◆ Work to complete ◆
Find "If you could mark the kappa" in the data below; transcribe the line it appears on and each line after it, exactly, to the end, and nothing else.

◆ Provided records ◆

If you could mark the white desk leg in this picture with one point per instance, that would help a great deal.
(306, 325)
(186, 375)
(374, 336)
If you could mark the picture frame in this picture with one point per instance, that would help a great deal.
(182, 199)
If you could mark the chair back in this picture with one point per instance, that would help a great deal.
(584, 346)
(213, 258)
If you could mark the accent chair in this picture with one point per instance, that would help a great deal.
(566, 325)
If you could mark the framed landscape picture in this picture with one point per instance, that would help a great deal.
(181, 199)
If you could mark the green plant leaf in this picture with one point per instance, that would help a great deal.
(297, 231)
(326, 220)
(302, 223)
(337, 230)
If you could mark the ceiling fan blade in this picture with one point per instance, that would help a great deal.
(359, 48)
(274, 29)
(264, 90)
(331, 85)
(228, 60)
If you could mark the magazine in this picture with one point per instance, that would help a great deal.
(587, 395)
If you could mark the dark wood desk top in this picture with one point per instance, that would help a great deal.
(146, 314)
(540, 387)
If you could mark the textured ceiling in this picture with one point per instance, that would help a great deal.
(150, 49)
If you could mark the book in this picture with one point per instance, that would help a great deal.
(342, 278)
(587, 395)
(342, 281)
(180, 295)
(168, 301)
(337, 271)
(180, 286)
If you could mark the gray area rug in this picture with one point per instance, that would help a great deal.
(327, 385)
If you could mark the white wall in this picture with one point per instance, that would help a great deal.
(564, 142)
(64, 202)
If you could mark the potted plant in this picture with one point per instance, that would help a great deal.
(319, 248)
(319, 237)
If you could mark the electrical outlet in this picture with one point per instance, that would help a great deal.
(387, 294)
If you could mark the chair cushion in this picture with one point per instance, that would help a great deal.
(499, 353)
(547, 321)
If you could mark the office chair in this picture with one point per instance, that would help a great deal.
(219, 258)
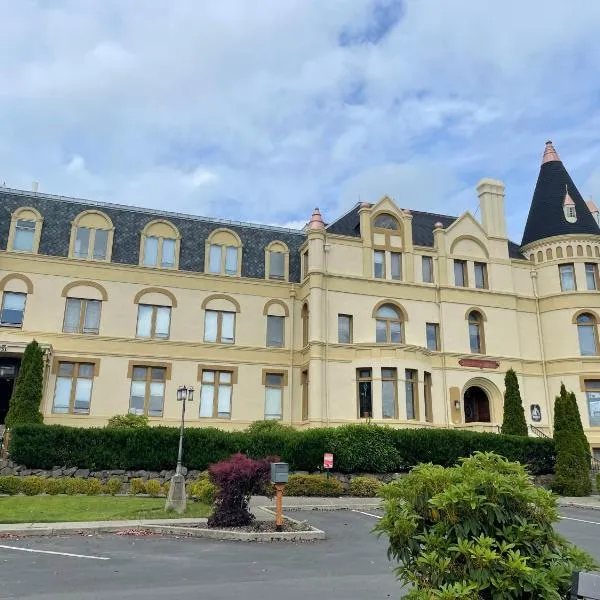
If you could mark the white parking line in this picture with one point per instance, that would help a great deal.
(368, 514)
(581, 520)
(52, 552)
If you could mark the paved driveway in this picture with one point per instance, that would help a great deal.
(350, 565)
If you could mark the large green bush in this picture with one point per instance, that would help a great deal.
(514, 415)
(27, 395)
(356, 448)
(481, 530)
(313, 485)
(572, 449)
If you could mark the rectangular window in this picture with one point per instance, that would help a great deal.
(215, 394)
(147, 395)
(73, 392)
(153, 321)
(231, 260)
(481, 276)
(567, 277)
(432, 331)
(411, 394)
(219, 326)
(592, 392)
(82, 316)
(396, 265)
(100, 244)
(428, 397)
(460, 273)
(379, 264)
(591, 276)
(167, 259)
(273, 395)
(427, 267)
(389, 393)
(214, 258)
(276, 265)
(150, 251)
(24, 235)
(275, 328)
(13, 309)
(344, 329)
(304, 383)
(305, 264)
(364, 383)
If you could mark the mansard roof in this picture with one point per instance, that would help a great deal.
(423, 225)
(58, 213)
(546, 215)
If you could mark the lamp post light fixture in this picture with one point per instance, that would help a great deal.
(176, 499)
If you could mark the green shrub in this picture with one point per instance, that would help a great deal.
(25, 401)
(53, 486)
(93, 486)
(127, 421)
(366, 487)
(75, 485)
(514, 415)
(313, 485)
(32, 486)
(481, 530)
(357, 448)
(10, 485)
(138, 486)
(153, 488)
(113, 486)
(203, 490)
(572, 462)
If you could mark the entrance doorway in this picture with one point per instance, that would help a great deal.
(477, 405)
(9, 367)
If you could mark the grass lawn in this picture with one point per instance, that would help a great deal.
(49, 509)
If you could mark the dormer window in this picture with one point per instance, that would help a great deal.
(569, 207)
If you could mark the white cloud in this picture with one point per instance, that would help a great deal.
(257, 110)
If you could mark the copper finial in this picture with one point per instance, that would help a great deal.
(550, 154)
(316, 221)
(568, 200)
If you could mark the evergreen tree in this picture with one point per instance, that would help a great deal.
(514, 415)
(572, 477)
(27, 394)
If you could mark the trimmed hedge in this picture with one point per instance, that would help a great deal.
(357, 448)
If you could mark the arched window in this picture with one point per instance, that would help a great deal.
(587, 330)
(160, 245)
(277, 261)
(223, 253)
(305, 317)
(91, 236)
(389, 325)
(25, 230)
(476, 335)
(276, 311)
(386, 221)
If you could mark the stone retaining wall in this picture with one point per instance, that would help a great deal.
(8, 467)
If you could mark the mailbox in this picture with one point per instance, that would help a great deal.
(279, 472)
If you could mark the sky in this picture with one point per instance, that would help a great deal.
(260, 111)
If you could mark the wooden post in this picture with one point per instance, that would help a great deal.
(279, 506)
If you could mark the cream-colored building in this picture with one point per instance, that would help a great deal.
(390, 314)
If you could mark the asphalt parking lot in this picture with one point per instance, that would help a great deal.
(350, 564)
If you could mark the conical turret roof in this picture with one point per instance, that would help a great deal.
(546, 215)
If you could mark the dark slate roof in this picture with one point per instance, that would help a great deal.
(423, 226)
(58, 213)
(546, 217)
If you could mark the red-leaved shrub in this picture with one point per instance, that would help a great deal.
(238, 478)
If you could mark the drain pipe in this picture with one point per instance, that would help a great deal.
(533, 274)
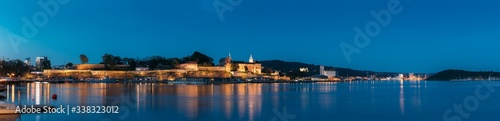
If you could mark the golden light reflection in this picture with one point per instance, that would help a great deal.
(13, 88)
(402, 97)
(37, 93)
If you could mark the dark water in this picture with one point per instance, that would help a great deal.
(342, 101)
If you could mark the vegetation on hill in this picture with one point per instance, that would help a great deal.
(461, 74)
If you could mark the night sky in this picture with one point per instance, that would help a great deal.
(426, 36)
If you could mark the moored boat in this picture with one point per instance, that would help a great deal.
(103, 80)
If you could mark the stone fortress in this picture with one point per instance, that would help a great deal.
(225, 69)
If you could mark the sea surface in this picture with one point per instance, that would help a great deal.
(332, 101)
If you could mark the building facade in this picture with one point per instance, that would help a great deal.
(40, 62)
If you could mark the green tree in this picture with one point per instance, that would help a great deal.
(69, 65)
(132, 63)
(84, 59)
(109, 60)
(267, 70)
(200, 58)
(234, 67)
(46, 64)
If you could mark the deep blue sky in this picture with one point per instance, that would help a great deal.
(427, 36)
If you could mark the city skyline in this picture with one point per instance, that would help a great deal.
(424, 37)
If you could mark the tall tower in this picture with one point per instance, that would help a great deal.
(322, 70)
(251, 59)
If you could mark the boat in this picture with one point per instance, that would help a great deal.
(7, 108)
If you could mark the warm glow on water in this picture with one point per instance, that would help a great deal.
(344, 101)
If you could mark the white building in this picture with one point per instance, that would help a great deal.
(39, 61)
(330, 73)
(27, 61)
(304, 69)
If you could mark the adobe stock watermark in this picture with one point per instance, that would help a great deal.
(371, 29)
(31, 26)
(470, 103)
(282, 116)
(221, 7)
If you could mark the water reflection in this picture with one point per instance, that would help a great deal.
(222, 102)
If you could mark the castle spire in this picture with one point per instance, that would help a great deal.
(251, 59)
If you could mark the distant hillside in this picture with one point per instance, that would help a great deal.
(314, 69)
(461, 74)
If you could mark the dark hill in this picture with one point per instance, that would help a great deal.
(314, 69)
(461, 74)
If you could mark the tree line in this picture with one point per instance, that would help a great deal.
(154, 62)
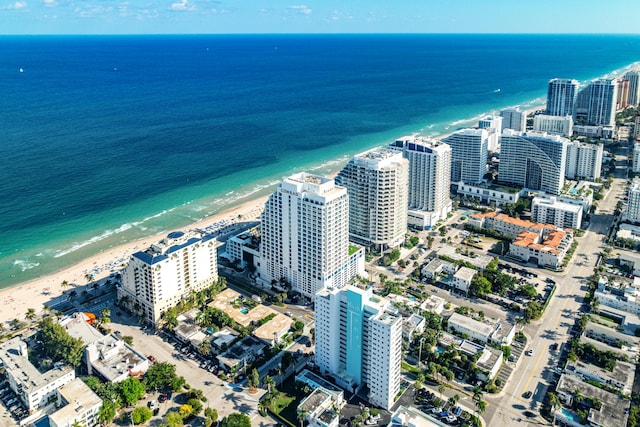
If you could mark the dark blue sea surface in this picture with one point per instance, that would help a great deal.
(108, 139)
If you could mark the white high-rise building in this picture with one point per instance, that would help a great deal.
(158, 277)
(584, 161)
(305, 235)
(493, 125)
(359, 342)
(553, 211)
(632, 211)
(533, 160)
(554, 125)
(378, 186)
(429, 179)
(469, 148)
(602, 95)
(514, 118)
(634, 87)
(561, 96)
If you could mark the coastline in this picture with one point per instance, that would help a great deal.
(48, 289)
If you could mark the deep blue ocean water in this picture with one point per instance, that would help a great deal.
(108, 139)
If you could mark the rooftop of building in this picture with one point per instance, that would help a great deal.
(554, 203)
(78, 398)
(76, 325)
(623, 372)
(405, 416)
(508, 219)
(317, 399)
(13, 353)
(493, 187)
(471, 324)
(116, 358)
(174, 241)
(614, 411)
(241, 350)
(465, 273)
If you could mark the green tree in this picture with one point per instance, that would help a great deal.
(173, 419)
(196, 406)
(131, 390)
(141, 415)
(237, 420)
(160, 375)
(107, 412)
(211, 413)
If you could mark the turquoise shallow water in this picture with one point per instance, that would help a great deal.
(108, 139)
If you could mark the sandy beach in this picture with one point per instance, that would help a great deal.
(16, 300)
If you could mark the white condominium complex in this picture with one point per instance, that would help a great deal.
(359, 342)
(632, 211)
(554, 125)
(305, 235)
(513, 118)
(584, 161)
(493, 125)
(634, 87)
(533, 160)
(561, 96)
(429, 179)
(553, 211)
(601, 96)
(157, 278)
(377, 182)
(469, 155)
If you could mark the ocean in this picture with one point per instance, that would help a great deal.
(106, 139)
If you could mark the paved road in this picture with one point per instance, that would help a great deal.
(534, 373)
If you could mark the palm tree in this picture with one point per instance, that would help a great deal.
(205, 348)
(268, 381)
(555, 403)
(302, 413)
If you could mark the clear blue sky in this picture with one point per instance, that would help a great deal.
(317, 16)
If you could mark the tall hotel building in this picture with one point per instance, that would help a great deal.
(377, 182)
(601, 96)
(584, 160)
(157, 278)
(561, 96)
(632, 211)
(536, 161)
(634, 87)
(359, 342)
(469, 149)
(305, 235)
(429, 179)
(514, 118)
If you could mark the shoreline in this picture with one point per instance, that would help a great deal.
(48, 289)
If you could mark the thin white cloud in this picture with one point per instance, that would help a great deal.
(89, 11)
(301, 9)
(15, 6)
(182, 5)
(336, 15)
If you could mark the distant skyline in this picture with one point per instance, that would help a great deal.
(316, 16)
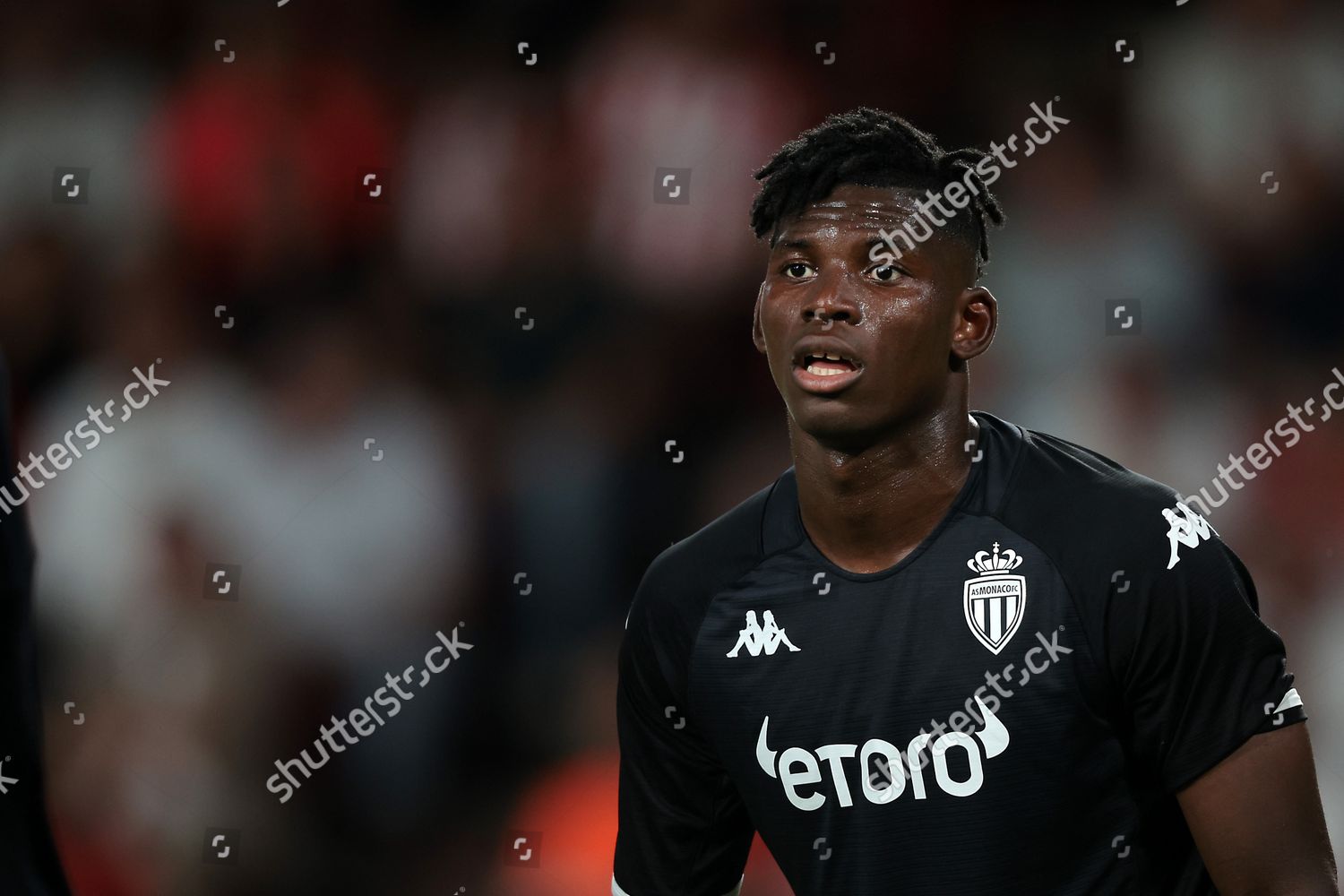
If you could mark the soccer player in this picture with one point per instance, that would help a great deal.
(1015, 665)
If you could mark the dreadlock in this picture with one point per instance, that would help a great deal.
(870, 148)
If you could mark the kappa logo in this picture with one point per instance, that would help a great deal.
(795, 766)
(1190, 530)
(757, 638)
(994, 600)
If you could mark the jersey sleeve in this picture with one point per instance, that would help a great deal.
(683, 826)
(1199, 672)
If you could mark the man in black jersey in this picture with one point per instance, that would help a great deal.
(1012, 665)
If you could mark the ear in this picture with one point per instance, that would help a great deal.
(975, 323)
(757, 332)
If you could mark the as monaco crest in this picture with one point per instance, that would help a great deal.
(994, 600)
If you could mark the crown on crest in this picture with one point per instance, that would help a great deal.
(986, 564)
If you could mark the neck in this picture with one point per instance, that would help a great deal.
(866, 509)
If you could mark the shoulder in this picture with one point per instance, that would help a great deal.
(679, 583)
(1104, 524)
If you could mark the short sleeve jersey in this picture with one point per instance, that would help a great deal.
(1011, 708)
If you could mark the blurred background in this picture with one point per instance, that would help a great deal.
(519, 322)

◆ Exercise answer ◆
If you could mark the kappa logo in this picture with one point per instance, that would help a great deal.
(795, 766)
(1190, 530)
(757, 638)
(994, 600)
If you could mark the jersey sleeve in this picture with one point per instance, that would help a great deal.
(683, 826)
(1199, 672)
If you could mark the man in black jersey in this picture with one point per instance, that would help a great deal.
(1012, 665)
If you could mark the ear in this picture with one point per instance, that would help a great deal.
(975, 323)
(757, 332)
If you could mark the as monaco crest in this picture with one point per instance, that would help a great deal.
(994, 600)
If you could mark the crown on crest in this picture with one point per instance, that would help a great deal.
(986, 564)
If you could mark the neck in this picture with one point per instance, that would help a great deal.
(866, 509)
If you could mark the shoulder in this picture with one point per instance, that would help a great deal.
(679, 583)
(1104, 524)
If you could mark the short sleeve jersey in this picture with one point per instance, that would help a great deal.
(1011, 708)
If you could mark the blurred background in this picture with one point per instance, that would help a great deal.
(519, 322)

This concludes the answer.